RECORDS SHOWN:
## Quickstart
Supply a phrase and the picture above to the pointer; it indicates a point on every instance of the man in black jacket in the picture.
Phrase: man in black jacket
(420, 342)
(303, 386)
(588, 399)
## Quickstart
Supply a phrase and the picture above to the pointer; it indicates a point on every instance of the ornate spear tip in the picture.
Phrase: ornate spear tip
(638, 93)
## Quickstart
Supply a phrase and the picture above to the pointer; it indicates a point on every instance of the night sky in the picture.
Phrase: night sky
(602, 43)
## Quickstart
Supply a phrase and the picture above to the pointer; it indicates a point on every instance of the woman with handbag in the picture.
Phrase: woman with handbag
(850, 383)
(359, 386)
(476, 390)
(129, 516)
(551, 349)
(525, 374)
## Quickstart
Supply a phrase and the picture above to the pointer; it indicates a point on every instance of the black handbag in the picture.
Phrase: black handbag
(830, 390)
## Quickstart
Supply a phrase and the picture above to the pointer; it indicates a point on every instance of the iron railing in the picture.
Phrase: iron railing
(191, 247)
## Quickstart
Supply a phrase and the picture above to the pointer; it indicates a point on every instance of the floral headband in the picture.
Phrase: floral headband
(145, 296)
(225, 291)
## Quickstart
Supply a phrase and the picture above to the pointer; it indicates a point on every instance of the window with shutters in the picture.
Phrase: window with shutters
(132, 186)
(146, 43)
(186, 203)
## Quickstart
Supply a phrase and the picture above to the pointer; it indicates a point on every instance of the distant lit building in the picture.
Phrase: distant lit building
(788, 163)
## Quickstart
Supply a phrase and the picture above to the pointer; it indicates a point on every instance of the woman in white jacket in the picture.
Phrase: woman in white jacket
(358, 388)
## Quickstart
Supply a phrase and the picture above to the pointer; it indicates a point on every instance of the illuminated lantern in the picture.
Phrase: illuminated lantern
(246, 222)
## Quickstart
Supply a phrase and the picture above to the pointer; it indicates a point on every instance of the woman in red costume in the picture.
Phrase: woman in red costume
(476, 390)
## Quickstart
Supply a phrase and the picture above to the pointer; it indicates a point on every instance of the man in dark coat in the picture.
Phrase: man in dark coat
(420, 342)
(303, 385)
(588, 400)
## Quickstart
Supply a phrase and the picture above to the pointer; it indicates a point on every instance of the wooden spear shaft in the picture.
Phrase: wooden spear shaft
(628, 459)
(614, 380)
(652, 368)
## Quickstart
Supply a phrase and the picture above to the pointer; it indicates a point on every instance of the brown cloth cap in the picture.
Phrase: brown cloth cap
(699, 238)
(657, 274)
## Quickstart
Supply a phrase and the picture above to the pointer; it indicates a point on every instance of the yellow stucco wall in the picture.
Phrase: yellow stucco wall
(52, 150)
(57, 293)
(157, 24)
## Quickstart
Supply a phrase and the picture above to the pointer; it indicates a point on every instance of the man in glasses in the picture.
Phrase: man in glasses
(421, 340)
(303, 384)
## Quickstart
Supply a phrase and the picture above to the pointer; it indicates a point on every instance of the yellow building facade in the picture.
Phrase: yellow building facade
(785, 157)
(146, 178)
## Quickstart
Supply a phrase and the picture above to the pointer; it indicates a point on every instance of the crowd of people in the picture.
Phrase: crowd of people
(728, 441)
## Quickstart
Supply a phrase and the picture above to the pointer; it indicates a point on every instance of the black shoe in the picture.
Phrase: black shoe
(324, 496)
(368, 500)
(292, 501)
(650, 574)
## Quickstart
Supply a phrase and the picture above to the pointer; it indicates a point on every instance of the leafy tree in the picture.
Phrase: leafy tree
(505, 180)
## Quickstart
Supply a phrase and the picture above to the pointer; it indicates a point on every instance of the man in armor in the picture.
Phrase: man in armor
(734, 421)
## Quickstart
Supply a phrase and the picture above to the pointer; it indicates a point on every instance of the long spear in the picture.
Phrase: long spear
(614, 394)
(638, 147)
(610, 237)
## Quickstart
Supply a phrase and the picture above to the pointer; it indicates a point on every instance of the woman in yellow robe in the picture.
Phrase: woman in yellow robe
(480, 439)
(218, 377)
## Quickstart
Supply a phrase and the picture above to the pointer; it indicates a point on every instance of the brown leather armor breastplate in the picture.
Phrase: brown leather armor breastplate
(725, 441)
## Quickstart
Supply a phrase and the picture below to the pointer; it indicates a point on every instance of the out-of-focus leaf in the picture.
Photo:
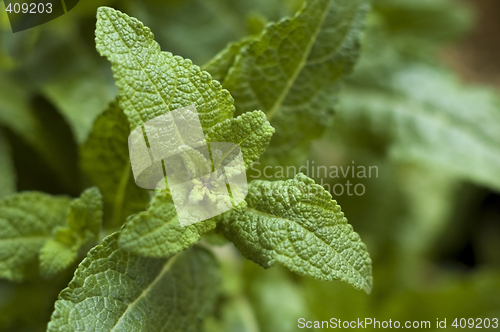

WHAT YOU NEED TO DO: Select every line of the records that contains the string "white", with case counting.

SOLUTION TO THE EXERCISE:
Supply a phrase and the picture above to the pointer; it indicates a point on every instance of the woman in white jacket in the picture.
Phrase: woman in white jacket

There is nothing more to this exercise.